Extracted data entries
★ ★ ★ ★ ★
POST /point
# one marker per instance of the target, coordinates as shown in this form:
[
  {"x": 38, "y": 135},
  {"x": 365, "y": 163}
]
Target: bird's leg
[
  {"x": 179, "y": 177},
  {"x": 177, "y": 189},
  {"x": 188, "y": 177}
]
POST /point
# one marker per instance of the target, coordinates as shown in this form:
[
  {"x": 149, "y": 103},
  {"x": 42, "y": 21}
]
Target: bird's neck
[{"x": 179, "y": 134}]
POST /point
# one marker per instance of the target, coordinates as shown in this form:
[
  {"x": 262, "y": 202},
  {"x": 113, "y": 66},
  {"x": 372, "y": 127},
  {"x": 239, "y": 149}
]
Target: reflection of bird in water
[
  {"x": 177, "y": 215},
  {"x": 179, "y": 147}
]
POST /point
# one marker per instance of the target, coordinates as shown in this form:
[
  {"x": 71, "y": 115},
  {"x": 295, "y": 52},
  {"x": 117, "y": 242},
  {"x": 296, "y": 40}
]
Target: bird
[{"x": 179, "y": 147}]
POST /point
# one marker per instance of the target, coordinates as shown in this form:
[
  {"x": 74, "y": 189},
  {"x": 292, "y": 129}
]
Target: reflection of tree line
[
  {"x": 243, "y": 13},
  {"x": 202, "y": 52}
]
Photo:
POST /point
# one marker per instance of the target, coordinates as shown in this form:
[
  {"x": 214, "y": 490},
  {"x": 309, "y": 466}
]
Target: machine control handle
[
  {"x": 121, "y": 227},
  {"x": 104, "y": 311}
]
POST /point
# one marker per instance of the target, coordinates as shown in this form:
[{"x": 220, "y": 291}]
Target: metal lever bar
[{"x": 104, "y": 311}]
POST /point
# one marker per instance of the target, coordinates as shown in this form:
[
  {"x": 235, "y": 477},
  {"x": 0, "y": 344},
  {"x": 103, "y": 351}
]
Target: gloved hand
★ ★ ★ ★ ★
◆ YOUR GOAL ◆
Output each record precisely as given.

◆ REPLY ◆
POST /point
# one marker per instance of the target, coordinates as shown in this form:
[
  {"x": 38, "y": 135},
  {"x": 365, "y": 163}
]
Target: bird's leg
[
  {"x": 179, "y": 177},
  {"x": 177, "y": 189},
  {"x": 188, "y": 177}
]
POST /point
# one marker per instance of the target, coordinates as shown in this form:
[
  {"x": 149, "y": 103},
  {"x": 42, "y": 21}
]
Target: bird's neck
[{"x": 179, "y": 134}]
POST /point
# one marker per instance of the target, coordinates as shown in this form:
[
  {"x": 262, "y": 202},
  {"x": 113, "y": 66},
  {"x": 372, "y": 127},
  {"x": 239, "y": 149}
]
Target: reflection of bird in water
[
  {"x": 177, "y": 215},
  {"x": 179, "y": 147}
]
POST /point
# one marker per instance of the target, coordinates as shown in this form:
[
  {"x": 71, "y": 115},
  {"x": 295, "y": 52},
  {"x": 117, "y": 242},
  {"x": 296, "y": 40}
]
Target: bird
[{"x": 179, "y": 147}]
POST /point
# one marker per instance of the target, coordinates as shown in this form:
[
  {"x": 74, "y": 189},
  {"x": 292, "y": 129}
]
Target: reflection of tree line
[
  {"x": 243, "y": 13},
  {"x": 202, "y": 52}
]
Photo:
POST /point
# one marker per instance of the target, coordinates as shown in this form:
[
  {"x": 214, "y": 490},
  {"x": 309, "y": 466}
]
Target: machine control handle
[
  {"x": 121, "y": 227},
  {"x": 104, "y": 311}
]
POST /point
# one marker per instance of the target, coordinates as shown in this form:
[{"x": 220, "y": 291}]
Target: metal lever bar
[{"x": 104, "y": 311}]
POST /point
# one marker per instance of the target, coordinates as shown in this form:
[
  {"x": 235, "y": 477},
  {"x": 0, "y": 344},
  {"x": 103, "y": 351}
]
Target: gloved hand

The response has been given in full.